--- Start DOCUMENT EXCERPT ---

4.7 - Incomplete Block Designs
4.7 - Incomplete Block DesignsIn using incomplete block designs we will use the notation t = # of treatments. We define the block size as k. And, as you will see, in incomplete block designs k will be less than t. You cannot assign all of the treatments in each block. In short,
t = # of treatments,
k = block size,
b = # of blocks,
\(r_i\) = # of replicates for treatment i, in the entire design.
Remember that an equal number of replications is the best way to be sure that you have minimum variance if you're looking at all possible pairwise comparisons. If \(r_i = r\) for all treatments, the total number of observations in the experiment is N where:
\(N = t(r) = b(k)\)
The incidence matrix which defines the design of the experiment, gives the number of observations say \(n_{ij}\) for the \(i^{th}\) treatment in the \(j^{th}\) block. This is what it might look like here:
Here we have treatments 1, 2, up to t and the blocks 1, 2, up to b. For a complete block design, we would have each treatment occurring one time within each block, so all entries in this matrix would be 1's. For an incomplete block design, the incidence matrix would be 0's and 1's simply indicating whether or not that treatment occurs in that block.

--- End DOCUMENT EXCERPT ---
--- Start DATASET EXCERPT ---

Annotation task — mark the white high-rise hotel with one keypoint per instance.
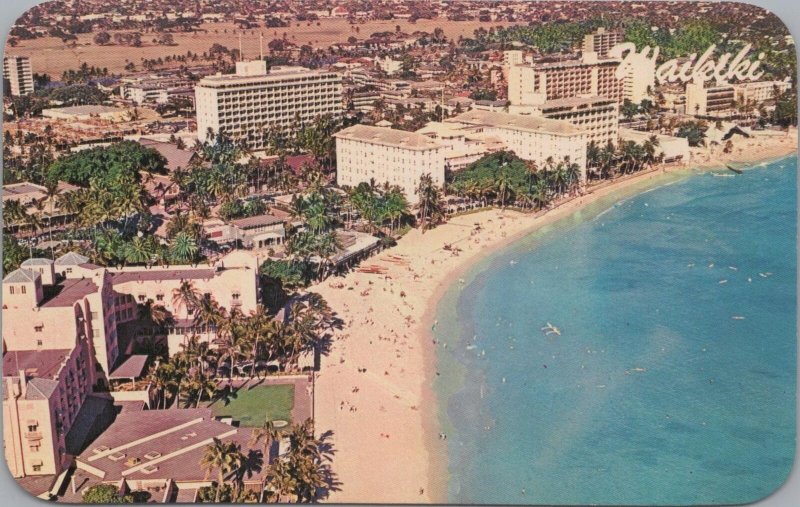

--- End DATASET EXCERPT ---

THINGS TO DO:
1: In the text on incomplete block designs, what do the 0's and 1's in the incidence matrix of an incomplete block design indicate?
2: Write what comes next in the text on incomplete block designs, picking up after its final sentence.

RESPONSES:
1: They indicate whether or not a given treatment occurs in a given block.

2:
Example 1
The example that we will look at is Table 4.22 (4.21 in 7th ed). Here is the incidence matrix for this example:
Here we have t = 4, b = 4, (four rows and four columns) and k = 3 ( so at each block we can only put three of the four treatments leaving one treatment out of each block). So, in this case, the row sums (\(r_i\) ) and the columns sums, k, are all equal to 3.
In general, we are faced with a situation where the number of treatments is specified, and the block size, or number of experimental units per block (k) is given. This is usually a constraint given from the experimental situation. And then, the researcher must decide how many blocks are needed to run and how many replicates that provides in order to achieve the precision or the power that you want for the test.
Example 2
Here is another example of an incidence matrix for allocating treatments and replicates in an incomplete block design. Let's take an example where k = 2, still t = 4, and b = 4. That gives us a case r = 2. In This case we could design our incidence matrix so that it might look like this:
This example has two observations per block so k = 2 in each case and for all treatments r = 2.
Balanced Incomplete Block Design (BIBD)
A BIBD is an incomplete block design where all pairs of treatments occur together within a block an equal number of times ( \(\lambda\) ). In general, we will specify \(\lambda_{ii^\prime}\) as the number of times treatment \(i\) occurs with \(i^\prime\), in a block.
Let's look at previous cases. How many times does treatment one and two occur together in this first example design?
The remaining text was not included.